◆ WHAT YOU SHOULD DO ◆
Transcribe the lines of the records starting with the one that has "the green sports" in it and ending with the last, and transcribe nothing else.

(Dataset records about object locations)

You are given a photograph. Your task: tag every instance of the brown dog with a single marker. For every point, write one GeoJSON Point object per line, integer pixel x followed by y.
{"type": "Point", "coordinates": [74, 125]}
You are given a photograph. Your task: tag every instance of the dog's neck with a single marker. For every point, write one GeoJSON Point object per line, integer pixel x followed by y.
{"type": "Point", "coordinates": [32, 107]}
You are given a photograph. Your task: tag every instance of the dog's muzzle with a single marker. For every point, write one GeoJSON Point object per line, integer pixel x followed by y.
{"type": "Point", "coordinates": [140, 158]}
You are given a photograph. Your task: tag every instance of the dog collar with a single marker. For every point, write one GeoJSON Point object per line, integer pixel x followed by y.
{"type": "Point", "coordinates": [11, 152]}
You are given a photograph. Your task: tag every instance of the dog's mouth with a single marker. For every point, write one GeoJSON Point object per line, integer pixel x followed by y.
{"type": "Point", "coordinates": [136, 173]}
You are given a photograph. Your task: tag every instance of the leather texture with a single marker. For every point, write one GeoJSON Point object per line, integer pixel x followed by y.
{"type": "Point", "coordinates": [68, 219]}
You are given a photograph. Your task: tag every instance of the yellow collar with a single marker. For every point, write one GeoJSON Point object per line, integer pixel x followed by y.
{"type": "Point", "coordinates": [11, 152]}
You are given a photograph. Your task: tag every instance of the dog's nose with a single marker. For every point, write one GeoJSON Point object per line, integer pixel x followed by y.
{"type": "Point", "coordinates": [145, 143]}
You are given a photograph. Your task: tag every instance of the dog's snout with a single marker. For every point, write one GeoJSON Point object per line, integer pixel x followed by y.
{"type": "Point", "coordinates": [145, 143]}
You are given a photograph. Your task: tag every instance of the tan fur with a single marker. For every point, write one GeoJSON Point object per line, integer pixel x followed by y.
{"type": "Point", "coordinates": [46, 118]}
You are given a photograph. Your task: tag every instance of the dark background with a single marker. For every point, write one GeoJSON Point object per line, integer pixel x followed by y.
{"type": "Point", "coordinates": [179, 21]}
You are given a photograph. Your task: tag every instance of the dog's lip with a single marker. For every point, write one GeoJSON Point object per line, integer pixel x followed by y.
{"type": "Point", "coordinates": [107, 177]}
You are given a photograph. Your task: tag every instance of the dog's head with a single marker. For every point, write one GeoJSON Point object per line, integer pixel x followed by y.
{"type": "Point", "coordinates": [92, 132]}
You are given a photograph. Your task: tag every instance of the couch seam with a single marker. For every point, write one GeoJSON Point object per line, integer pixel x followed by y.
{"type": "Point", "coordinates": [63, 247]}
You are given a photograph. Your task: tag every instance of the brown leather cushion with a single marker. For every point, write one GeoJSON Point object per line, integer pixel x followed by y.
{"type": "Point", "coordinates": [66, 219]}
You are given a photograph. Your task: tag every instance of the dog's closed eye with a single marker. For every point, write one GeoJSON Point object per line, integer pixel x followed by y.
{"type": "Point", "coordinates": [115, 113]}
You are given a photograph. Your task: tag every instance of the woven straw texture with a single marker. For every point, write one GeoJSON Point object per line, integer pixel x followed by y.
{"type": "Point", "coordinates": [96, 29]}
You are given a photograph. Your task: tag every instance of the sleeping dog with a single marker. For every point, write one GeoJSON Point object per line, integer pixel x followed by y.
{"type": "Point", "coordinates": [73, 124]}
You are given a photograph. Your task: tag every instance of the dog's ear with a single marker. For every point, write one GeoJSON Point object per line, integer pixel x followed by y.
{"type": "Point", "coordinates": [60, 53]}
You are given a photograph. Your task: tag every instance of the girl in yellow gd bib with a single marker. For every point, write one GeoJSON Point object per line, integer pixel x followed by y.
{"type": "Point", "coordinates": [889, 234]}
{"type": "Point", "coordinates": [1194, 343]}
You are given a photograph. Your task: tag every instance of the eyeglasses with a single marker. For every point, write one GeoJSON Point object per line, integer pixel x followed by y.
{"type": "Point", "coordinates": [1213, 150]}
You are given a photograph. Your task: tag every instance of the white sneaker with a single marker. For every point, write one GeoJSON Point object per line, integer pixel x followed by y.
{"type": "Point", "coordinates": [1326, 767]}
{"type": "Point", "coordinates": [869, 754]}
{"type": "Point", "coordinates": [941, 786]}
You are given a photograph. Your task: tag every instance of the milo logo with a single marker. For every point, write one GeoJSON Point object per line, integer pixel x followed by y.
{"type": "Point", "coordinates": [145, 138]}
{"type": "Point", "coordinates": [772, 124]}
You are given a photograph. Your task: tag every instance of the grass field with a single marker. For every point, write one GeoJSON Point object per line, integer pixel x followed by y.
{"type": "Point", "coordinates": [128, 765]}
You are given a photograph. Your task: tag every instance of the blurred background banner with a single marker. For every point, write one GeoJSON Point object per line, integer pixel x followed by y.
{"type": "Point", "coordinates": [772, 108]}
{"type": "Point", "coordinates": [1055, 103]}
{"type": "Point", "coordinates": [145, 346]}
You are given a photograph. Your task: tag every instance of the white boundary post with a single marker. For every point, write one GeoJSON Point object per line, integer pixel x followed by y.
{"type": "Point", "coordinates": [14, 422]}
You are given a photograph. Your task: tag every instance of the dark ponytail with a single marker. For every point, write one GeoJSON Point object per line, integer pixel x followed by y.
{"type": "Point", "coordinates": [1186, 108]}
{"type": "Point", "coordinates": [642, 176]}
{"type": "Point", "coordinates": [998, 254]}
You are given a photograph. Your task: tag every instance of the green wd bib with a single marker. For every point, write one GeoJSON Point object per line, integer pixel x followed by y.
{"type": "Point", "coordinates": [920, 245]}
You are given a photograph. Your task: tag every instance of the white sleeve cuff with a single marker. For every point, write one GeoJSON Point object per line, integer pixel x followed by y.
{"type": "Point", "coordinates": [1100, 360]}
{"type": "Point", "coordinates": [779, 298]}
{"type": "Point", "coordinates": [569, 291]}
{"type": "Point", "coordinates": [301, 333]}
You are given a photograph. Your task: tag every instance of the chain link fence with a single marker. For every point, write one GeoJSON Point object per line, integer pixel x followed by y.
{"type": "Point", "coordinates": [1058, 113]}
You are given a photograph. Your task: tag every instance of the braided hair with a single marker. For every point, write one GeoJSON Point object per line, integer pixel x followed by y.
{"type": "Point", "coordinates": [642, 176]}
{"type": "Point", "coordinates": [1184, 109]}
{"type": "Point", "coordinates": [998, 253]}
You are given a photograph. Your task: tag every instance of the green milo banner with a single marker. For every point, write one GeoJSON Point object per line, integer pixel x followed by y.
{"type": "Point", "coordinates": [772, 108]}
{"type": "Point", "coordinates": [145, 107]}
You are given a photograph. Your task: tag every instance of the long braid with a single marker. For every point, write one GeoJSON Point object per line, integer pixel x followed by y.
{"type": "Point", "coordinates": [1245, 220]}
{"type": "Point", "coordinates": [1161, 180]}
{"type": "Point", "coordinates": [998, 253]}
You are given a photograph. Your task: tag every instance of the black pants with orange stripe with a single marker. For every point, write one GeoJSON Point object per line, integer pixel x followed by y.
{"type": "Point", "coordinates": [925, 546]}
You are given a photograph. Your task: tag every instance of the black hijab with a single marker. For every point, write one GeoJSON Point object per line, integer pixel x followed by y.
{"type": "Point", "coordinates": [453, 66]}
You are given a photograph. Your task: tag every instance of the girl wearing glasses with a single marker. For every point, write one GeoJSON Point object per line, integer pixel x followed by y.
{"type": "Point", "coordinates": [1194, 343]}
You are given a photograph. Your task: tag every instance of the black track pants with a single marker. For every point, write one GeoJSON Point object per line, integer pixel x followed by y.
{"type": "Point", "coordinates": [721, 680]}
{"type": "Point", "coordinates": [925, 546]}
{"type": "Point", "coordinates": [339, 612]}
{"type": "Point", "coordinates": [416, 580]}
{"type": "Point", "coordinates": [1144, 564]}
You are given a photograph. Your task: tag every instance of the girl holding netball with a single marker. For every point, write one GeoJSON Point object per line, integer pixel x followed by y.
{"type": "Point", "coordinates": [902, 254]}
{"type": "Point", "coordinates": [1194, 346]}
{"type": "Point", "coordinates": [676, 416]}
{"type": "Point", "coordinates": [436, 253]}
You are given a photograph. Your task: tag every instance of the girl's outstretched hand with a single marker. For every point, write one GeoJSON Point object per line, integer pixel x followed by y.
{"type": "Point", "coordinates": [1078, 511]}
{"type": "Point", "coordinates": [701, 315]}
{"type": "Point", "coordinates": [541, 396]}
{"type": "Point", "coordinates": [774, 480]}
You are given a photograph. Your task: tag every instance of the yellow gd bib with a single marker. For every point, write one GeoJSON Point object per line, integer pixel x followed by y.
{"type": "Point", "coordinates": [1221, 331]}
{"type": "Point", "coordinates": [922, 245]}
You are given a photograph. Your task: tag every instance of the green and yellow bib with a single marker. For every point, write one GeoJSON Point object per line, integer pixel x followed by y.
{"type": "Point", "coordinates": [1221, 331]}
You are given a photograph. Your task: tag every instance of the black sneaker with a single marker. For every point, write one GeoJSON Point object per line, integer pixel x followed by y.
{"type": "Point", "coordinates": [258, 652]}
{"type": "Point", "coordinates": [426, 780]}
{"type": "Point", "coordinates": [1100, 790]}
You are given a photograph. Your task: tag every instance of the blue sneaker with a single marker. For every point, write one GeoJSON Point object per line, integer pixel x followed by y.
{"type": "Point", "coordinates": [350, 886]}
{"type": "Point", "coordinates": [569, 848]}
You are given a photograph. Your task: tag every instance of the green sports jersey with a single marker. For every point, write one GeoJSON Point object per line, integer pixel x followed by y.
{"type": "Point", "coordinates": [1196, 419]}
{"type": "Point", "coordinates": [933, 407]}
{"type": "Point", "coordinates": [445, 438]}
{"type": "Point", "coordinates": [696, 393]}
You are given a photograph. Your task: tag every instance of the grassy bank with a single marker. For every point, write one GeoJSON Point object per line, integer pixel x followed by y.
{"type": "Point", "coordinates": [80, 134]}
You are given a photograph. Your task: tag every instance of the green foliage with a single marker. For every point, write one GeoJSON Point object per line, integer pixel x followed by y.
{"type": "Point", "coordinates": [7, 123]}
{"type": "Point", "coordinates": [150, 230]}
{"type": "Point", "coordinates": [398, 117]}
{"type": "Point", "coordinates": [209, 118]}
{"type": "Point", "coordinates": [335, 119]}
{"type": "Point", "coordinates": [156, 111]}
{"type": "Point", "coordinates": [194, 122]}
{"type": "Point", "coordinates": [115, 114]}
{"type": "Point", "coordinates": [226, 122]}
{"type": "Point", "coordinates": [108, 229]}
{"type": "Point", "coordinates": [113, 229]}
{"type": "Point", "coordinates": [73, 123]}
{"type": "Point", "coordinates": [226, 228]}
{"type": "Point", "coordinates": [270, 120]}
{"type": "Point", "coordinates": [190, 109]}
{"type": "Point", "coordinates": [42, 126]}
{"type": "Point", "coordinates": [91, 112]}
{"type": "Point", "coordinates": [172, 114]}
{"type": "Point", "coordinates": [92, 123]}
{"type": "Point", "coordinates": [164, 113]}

◆ COMPLETED EXERCISE ◆
You are given a photograph. Your task: tag every instance of the green sports jersey with a single marker. For every point, write one GeoJSON Point object per line, integer pixel x followed by y.
{"type": "Point", "coordinates": [1196, 419]}
{"type": "Point", "coordinates": [933, 407]}
{"type": "Point", "coordinates": [445, 438]}
{"type": "Point", "coordinates": [696, 393]}
You are given a photograph. Your task: tag every instance of the grassy bank with a single marker. For every point, write one GeoJSON Point object per line, integer pixel x followed by y.
{"type": "Point", "coordinates": [80, 134]}
You are given a photograph. Your task: tag every instance of the green foliage with a single marker. For every point, write one GeoJSON Point object per line, integer pixel x followed by y.
{"type": "Point", "coordinates": [7, 123]}
{"type": "Point", "coordinates": [150, 230]}
{"type": "Point", "coordinates": [398, 117]}
{"type": "Point", "coordinates": [209, 118]}
{"type": "Point", "coordinates": [335, 119]}
{"type": "Point", "coordinates": [156, 111]}
{"type": "Point", "coordinates": [194, 122]}
{"type": "Point", "coordinates": [115, 114]}
{"type": "Point", "coordinates": [226, 122]}
{"type": "Point", "coordinates": [108, 229]}
{"type": "Point", "coordinates": [113, 229]}
{"type": "Point", "coordinates": [73, 123]}
{"type": "Point", "coordinates": [226, 228]}
{"type": "Point", "coordinates": [270, 120]}
{"type": "Point", "coordinates": [190, 109]}
{"type": "Point", "coordinates": [42, 126]}
{"type": "Point", "coordinates": [91, 112]}
{"type": "Point", "coordinates": [172, 114]}
{"type": "Point", "coordinates": [92, 123]}
{"type": "Point", "coordinates": [164, 113]}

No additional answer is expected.